▶ **Provided records**
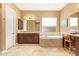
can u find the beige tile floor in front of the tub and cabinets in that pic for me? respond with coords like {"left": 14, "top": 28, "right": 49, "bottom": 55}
{"left": 1, "top": 44, "right": 75, "bottom": 56}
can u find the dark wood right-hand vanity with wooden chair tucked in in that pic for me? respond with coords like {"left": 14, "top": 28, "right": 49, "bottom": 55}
{"left": 64, "top": 34, "right": 79, "bottom": 56}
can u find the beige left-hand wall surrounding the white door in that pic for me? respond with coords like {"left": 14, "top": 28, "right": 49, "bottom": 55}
{"left": 2, "top": 3, "right": 21, "bottom": 50}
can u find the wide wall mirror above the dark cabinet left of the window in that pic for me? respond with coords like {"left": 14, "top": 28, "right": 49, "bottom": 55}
{"left": 23, "top": 20, "right": 40, "bottom": 32}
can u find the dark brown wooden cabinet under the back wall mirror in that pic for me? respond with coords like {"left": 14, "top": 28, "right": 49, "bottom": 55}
{"left": 17, "top": 33, "right": 39, "bottom": 44}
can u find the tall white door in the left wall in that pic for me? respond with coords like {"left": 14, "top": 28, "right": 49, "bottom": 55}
{"left": 5, "top": 6, "right": 16, "bottom": 49}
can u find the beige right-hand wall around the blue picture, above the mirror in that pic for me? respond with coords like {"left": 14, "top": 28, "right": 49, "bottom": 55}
{"left": 60, "top": 3, "right": 79, "bottom": 33}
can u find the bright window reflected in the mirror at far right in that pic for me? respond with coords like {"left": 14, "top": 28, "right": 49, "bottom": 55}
{"left": 70, "top": 17, "right": 78, "bottom": 32}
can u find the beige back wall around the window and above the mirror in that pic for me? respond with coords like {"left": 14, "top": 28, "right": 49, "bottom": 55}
{"left": 21, "top": 11, "right": 60, "bottom": 32}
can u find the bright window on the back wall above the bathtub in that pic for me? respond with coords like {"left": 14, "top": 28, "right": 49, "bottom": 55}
{"left": 42, "top": 17, "right": 57, "bottom": 32}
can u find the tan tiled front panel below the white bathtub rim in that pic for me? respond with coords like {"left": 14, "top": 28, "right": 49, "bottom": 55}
{"left": 40, "top": 39, "right": 63, "bottom": 48}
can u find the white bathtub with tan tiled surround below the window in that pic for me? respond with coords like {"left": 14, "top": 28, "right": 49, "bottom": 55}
{"left": 40, "top": 35, "right": 63, "bottom": 48}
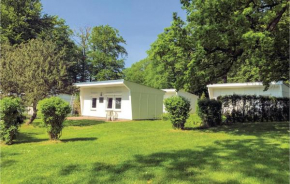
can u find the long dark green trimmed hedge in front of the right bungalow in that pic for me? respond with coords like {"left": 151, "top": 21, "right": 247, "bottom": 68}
{"left": 218, "top": 95, "right": 289, "bottom": 123}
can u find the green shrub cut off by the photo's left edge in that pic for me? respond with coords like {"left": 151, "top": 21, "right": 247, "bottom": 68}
{"left": 0, "top": 97, "right": 24, "bottom": 144}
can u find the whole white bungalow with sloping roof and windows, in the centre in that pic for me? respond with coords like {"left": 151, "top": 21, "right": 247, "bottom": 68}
{"left": 75, "top": 79, "right": 165, "bottom": 120}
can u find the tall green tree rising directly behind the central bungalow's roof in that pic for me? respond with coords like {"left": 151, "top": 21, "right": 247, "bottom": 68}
{"left": 88, "top": 25, "right": 127, "bottom": 80}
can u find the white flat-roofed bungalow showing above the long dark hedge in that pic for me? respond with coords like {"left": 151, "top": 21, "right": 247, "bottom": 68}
{"left": 207, "top": 82, "right": 289, "bottom": 99}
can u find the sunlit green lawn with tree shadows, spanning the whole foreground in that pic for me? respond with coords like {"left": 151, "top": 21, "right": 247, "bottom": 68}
{"left": 1, "top": 117, "right": 289, "bottom": 184}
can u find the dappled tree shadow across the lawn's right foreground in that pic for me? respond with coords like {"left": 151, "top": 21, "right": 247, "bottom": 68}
{"left": 53, "top": 139, "right": 289, "bottom": 184}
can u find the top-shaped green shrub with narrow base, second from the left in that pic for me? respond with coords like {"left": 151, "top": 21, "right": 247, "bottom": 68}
{"left": 37, "top": 97, "right": 71, "bottom": 140}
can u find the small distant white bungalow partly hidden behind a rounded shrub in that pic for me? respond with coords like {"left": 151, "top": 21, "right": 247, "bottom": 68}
{"left": 162, "top": 89, "right": 198, "bottom": 113}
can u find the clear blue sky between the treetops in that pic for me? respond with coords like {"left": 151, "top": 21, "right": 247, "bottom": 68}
{"left": 41, "top": 0, "right": 186, "bottom": 67}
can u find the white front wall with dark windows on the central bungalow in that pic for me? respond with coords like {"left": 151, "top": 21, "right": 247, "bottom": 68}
{"left": 80, "top": 86, "right": 132, "bottom": 119}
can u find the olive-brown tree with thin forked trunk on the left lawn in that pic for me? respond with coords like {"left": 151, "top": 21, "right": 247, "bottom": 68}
{"left": 0, "top": 39, "right": 73, "bottom": 124}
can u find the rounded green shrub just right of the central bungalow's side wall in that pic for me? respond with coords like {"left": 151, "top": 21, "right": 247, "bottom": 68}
{"left": 164, "top": 96, "right": 190, "bottom": 129}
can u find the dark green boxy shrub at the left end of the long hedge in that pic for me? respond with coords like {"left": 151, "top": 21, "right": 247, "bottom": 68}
{"left": 197, "top": 99, "right": 222, "bottom": 127}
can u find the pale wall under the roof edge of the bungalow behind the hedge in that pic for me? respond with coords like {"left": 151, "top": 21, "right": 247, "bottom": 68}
{"left": 209, "top": 85, "right": 282, "bottom": 99}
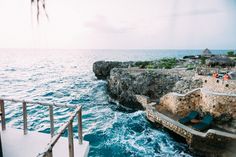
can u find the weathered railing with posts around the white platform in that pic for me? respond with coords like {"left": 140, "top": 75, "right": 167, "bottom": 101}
{"left": 0, "top": 98, "right": 83, "bottom": 157}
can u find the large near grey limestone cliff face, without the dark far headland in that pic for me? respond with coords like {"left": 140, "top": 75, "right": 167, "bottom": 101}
{"left": 108, "top": 68, "right": 197, "bottom": 109}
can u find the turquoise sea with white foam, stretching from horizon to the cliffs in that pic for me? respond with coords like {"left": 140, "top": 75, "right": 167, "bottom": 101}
{"left": 0, "top": 50, "right": 229, "bottom": 157}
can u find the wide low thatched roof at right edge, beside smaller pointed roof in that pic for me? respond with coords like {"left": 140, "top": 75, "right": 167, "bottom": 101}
{"left": 206, "top": 55, "right": 235, "bottom": 67}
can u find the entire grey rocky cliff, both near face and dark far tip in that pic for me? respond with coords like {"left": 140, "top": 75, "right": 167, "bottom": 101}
{"left": 93, "top": 62, "right": 202, "bottom": 109}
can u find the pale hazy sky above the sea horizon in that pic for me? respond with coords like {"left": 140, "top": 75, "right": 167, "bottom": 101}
{"left": 0, "top": 0, "right": 236, "bottom": 49}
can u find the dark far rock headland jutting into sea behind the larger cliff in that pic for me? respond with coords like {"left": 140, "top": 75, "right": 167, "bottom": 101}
{"left": 93, "top": 61, "right": 133, "bottom": 79}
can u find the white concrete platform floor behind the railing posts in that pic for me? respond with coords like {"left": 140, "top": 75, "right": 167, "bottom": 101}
{"left": 1, "top": 128, "right": 89, "bottom": 157}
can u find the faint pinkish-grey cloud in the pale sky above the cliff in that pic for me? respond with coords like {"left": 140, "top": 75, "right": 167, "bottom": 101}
{"left": 84, "top": 15, "right": 134, "bottom": 33}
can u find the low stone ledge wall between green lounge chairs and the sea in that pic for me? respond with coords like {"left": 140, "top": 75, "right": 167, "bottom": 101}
{"left": 146, "top": 105, "right": 236, "bottom": 156}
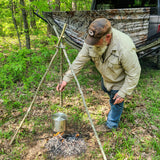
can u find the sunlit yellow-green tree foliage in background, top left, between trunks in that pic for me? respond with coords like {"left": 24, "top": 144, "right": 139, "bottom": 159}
{"left": 0, "top": 0, "right": 92, "bottom": 37}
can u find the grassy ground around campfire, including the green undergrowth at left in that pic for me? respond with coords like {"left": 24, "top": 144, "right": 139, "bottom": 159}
{"left": 0, "top": 37, "right": 160, "bottom": 160}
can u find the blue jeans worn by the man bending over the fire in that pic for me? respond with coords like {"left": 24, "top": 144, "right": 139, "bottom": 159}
{"left": 101, "top": 78, "right": 124, "bottom": 129}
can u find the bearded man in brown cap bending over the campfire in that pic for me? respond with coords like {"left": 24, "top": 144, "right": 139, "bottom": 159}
{"left": 57, "top": 18, "right": 141, "bottom": 129}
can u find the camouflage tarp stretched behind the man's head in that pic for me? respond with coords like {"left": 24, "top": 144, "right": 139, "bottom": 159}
{"left": 43, "top": 8, "right": 150, "bottom": 49}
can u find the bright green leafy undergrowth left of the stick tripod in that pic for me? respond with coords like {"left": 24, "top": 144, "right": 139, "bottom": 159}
{"left": 0, "top": 48, "right": 53, "bottom": 90}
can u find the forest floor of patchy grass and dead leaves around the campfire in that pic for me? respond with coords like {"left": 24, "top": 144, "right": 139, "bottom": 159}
{"left": 0, "top": 37, "right": 160, "bottom": 160}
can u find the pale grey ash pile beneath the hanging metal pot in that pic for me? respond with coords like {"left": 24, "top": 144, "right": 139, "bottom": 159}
{"left": 45, "top": 134, "right": 86, "bottom": 159}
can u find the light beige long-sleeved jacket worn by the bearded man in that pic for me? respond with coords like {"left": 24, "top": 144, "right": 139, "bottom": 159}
{"left": 63, "top": 28, "right": 141, "bottom": 98}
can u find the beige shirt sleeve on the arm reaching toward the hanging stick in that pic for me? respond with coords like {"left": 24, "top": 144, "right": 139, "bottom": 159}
{"left": 63, "top": 43, "right": 90, "bottom": 83}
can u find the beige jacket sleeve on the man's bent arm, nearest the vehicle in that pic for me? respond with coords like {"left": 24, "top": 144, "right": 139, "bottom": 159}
{"left": 118, "top": 48, "right": 141, "bottom": 98}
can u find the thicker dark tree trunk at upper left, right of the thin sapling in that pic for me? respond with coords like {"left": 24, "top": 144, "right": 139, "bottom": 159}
{"left": 20, "top": 0, "right": 31, "bottom": 49}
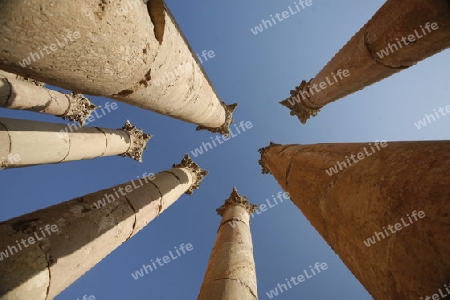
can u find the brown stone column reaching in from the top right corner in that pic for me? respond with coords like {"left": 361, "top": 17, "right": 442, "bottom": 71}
{"left": 280, "top": 0, "right": 450, "bottom": 124}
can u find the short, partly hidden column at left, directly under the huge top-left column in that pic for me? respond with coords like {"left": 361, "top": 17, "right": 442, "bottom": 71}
{"left": 0, "top": 70, "right": 97, "bottom": 125}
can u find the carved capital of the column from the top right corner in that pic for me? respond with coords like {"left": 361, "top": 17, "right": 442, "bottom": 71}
{"left": 280, "top": 79, "right": 320, "bottom": 124}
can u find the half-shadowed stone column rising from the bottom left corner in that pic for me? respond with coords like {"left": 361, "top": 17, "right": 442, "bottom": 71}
{"left": 0, "top": 156, "right": 207, "bottom": 300}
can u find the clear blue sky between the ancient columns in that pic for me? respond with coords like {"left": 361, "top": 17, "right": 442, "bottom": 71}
{"left": 0, "top": 0, "right": 450, "bottom": 300}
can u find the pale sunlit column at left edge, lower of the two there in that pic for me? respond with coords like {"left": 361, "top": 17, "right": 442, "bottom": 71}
{"left": 0, "top": 118, "right": 152, "bottom": 169}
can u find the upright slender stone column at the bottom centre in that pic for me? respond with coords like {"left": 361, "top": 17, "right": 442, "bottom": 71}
{"left": 198, "top": 188, "right": 258, "bottom": 300}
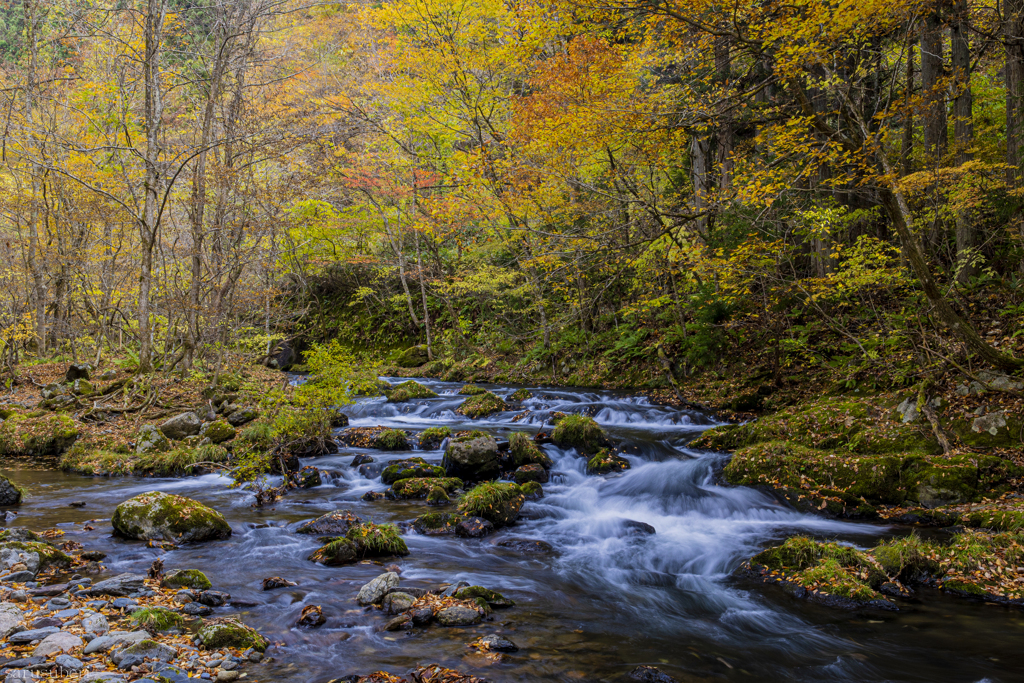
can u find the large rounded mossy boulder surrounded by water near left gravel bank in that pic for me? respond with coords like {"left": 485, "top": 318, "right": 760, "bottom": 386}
{"left": 111, "top": 490, "right": 231, "bottom": 543}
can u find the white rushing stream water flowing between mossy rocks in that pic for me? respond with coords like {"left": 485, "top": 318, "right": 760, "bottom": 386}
{"left": 7, "top": 380, "right": 1024, "bottom": 683}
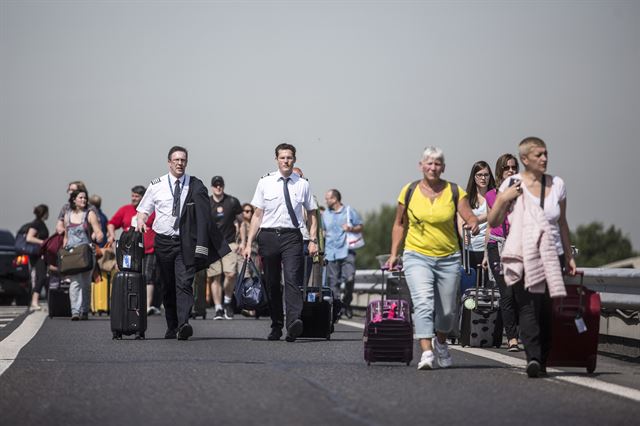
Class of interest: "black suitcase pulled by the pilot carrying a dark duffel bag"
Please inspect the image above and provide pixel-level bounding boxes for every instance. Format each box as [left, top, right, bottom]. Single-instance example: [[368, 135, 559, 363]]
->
[[300, 261, 334, 340]]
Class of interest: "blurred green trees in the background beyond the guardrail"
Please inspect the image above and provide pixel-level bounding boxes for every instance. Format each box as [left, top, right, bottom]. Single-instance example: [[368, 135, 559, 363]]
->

▶ **Your assignment**
Copy each line of the entries in which the string "interest" is found.

▶ **Answer to the problem**
Class of interest: "black suitcase pulled by the pilot carrying a dark duffel bag"
Class of interest: "blurred green trees in the background beyond the guardrail"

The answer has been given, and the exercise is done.